(TEXT SECTION)
Genome files for all Plasmodium species used in this study were downloaded in FASTA format from the PlasmoDB website (https://plasmodb.org/plasmo/) [46] (version 28 for P. falciparum 3D7 and version 36 for Plasmodium adleri (P. adleri G01), Plasmodium billcollinsi (P. billcollinsi G01), Plasmodium blacklocki (P. blacklocki G01), Plasmodium reichenowi (P. reichenowi G01) and Plasmodium praefalciparum (P. praefalciparum G01)). For non-P. falciparum species, as genome assembly was not complete, the contigs that were not assembled into nuclear chromosomes were not considered for the analysis. G4 search was performed on the 14 nuclear chromosomes of all Plasmodium species used in this study using G4Hunter, with a sliding window length of 25 nucleotides, as previously described [41]. Bioinformatics pipelines were conducted with R (v3.5.2). The two R scripts containing G4Hunter functions and bioinformatics procedures are provided as supplementary files (S1 Method and S2 Method, respectively). Putative G4 forming sequences (G4FS) were retrieved and sorted according to their G4 folding propensity, where high scores represent high likelihood of folding. We then applied different thresholds to select G4FS with scores above 1.2, 1.5 and 1.75, resulting in three G4 lists (G4H1.2, G4H1.5 and G4H1.75). Note that G4FS shorter than the starting window (25 nt) may be obtained as a result of the G4Hunter optimization procedure. For example, with a threshold of 1.2, a run of 8 consecutive G is sufficient to generate a score of 1.28 (assuming no other C and G are present) in a window of 25 nt. The optimization (trimming) part of G4Hunter keeps this 8G core. The full list of G4 sequences retrieved for each G4H score is provided in S1 Table.
(End TEXT SECTION)
(RECORDED DATA)
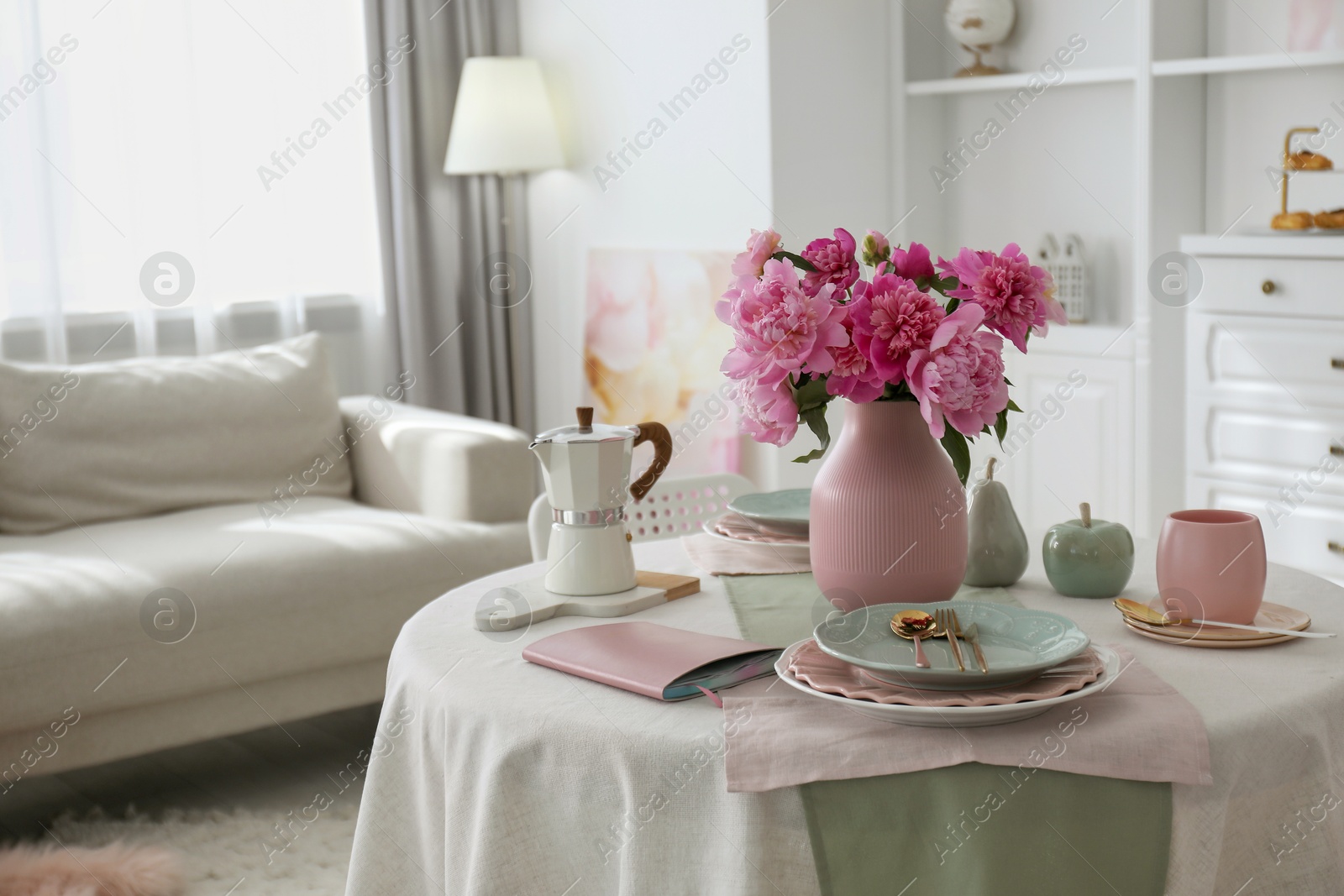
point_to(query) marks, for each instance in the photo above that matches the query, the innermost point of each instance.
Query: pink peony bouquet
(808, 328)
(End RECORDED DATA)
(RECORDED DATA)
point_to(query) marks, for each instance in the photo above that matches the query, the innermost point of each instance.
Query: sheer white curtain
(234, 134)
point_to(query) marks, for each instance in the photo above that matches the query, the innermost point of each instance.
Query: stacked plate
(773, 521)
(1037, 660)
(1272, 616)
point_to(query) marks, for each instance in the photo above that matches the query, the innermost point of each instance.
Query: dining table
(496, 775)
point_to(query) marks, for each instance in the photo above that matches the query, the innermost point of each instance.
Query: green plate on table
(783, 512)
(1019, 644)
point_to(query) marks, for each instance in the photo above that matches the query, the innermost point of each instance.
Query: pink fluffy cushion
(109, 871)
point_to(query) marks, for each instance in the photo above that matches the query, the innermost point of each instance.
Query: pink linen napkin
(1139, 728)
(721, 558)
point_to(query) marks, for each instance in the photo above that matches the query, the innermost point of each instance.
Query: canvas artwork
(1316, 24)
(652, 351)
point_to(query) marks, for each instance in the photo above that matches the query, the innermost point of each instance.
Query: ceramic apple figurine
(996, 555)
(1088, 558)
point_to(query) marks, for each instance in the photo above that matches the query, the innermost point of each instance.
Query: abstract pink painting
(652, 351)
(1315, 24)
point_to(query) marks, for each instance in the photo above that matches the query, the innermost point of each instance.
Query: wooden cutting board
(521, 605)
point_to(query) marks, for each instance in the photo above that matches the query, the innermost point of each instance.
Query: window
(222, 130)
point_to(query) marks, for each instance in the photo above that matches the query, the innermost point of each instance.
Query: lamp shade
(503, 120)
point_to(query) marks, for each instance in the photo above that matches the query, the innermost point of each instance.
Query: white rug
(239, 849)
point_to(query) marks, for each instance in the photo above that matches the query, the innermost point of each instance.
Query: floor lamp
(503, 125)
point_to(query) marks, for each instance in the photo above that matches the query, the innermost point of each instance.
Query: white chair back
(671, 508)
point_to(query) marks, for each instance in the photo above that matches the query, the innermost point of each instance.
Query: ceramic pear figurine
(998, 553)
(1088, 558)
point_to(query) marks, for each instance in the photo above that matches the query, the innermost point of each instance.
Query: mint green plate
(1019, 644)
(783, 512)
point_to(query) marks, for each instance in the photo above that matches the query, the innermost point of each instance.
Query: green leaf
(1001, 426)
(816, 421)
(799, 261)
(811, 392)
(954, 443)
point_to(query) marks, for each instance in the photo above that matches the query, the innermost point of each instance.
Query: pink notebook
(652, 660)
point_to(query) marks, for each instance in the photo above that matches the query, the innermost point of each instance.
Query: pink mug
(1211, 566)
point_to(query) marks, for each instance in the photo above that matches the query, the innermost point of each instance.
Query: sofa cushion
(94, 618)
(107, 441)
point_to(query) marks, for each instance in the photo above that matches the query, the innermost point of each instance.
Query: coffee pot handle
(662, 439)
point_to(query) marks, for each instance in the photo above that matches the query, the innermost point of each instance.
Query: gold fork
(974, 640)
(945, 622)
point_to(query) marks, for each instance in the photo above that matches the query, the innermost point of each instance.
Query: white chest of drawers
(End RECORDED DATA)
According to the G4 search text, what sliding window length was used with G4Hunter? Please answer in a few words. The lines are unrelated to the G4 search text.

EXERCISE RESPONSE: 25 nucleotides.